## REQUIRED WORK
State how many lines in the items below contain the string "sweater". Reply with the number alone.

## INPUT
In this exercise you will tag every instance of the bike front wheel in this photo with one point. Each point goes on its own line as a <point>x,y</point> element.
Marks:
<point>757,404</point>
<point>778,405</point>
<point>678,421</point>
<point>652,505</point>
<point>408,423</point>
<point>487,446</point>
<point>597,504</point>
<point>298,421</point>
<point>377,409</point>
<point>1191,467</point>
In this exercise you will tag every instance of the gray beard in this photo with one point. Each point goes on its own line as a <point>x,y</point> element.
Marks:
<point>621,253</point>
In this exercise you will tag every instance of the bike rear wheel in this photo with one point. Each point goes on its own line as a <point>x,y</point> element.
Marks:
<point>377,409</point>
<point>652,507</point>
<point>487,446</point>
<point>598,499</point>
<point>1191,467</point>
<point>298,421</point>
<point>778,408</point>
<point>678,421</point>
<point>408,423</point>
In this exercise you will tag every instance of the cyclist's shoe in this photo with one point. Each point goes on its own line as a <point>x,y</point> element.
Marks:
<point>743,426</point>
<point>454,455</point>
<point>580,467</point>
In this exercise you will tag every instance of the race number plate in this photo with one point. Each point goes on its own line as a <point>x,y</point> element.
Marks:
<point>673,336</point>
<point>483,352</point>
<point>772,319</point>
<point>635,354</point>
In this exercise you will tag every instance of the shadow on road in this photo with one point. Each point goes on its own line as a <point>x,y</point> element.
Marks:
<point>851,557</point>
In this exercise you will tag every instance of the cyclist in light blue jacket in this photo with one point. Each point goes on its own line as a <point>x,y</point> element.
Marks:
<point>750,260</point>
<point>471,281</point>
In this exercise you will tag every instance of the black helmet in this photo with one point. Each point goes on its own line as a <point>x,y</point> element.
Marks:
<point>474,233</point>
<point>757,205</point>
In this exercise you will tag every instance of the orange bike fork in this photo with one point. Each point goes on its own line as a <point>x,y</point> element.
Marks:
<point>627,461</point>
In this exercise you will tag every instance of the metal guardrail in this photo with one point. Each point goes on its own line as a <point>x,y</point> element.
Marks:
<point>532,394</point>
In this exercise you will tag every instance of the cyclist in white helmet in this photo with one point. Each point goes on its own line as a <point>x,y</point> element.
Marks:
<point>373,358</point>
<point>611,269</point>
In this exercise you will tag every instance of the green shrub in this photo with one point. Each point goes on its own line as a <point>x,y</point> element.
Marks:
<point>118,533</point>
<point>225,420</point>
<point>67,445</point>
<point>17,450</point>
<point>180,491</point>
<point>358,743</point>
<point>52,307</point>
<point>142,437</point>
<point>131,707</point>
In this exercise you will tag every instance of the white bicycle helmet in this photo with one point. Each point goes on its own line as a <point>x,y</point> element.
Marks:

...

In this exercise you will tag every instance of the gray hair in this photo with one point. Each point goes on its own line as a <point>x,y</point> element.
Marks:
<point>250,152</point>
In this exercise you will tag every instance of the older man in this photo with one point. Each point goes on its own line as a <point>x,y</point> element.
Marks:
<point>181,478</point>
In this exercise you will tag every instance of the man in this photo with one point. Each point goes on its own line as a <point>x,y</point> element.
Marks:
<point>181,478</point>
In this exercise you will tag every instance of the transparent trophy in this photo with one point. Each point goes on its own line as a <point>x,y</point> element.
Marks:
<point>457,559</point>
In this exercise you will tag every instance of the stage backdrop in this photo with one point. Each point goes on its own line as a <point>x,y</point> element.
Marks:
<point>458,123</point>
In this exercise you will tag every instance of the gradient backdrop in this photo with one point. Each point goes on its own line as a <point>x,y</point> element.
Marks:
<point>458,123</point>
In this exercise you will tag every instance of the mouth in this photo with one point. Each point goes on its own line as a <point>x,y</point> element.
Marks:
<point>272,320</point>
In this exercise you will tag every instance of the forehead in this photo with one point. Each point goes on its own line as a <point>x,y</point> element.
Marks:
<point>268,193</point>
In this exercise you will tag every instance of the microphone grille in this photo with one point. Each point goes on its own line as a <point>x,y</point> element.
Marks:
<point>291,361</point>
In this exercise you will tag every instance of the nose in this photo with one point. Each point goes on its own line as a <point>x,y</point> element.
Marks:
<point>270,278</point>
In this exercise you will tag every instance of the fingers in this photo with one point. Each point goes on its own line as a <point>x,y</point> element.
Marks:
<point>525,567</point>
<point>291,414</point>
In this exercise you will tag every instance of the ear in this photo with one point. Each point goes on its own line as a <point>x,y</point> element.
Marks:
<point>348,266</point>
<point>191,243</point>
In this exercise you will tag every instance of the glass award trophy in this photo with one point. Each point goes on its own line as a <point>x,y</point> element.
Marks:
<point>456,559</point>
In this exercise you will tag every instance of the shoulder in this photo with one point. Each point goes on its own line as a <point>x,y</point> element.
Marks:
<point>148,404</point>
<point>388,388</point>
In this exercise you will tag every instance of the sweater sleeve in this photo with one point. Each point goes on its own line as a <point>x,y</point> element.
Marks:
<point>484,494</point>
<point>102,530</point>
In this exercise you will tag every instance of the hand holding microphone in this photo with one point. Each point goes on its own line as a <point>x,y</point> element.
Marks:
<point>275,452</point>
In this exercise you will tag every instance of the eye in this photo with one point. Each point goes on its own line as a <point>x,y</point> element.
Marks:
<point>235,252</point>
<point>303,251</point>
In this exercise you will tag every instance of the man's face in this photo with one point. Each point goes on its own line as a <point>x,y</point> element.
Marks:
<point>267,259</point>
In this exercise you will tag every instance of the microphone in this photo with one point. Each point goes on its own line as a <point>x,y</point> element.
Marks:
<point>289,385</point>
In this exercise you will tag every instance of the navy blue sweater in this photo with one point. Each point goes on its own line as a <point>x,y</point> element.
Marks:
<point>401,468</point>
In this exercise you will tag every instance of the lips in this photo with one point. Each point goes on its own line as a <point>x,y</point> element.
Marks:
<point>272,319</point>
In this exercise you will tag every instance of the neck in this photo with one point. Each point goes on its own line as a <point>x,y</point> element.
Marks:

## EXERCISE ANSWER
2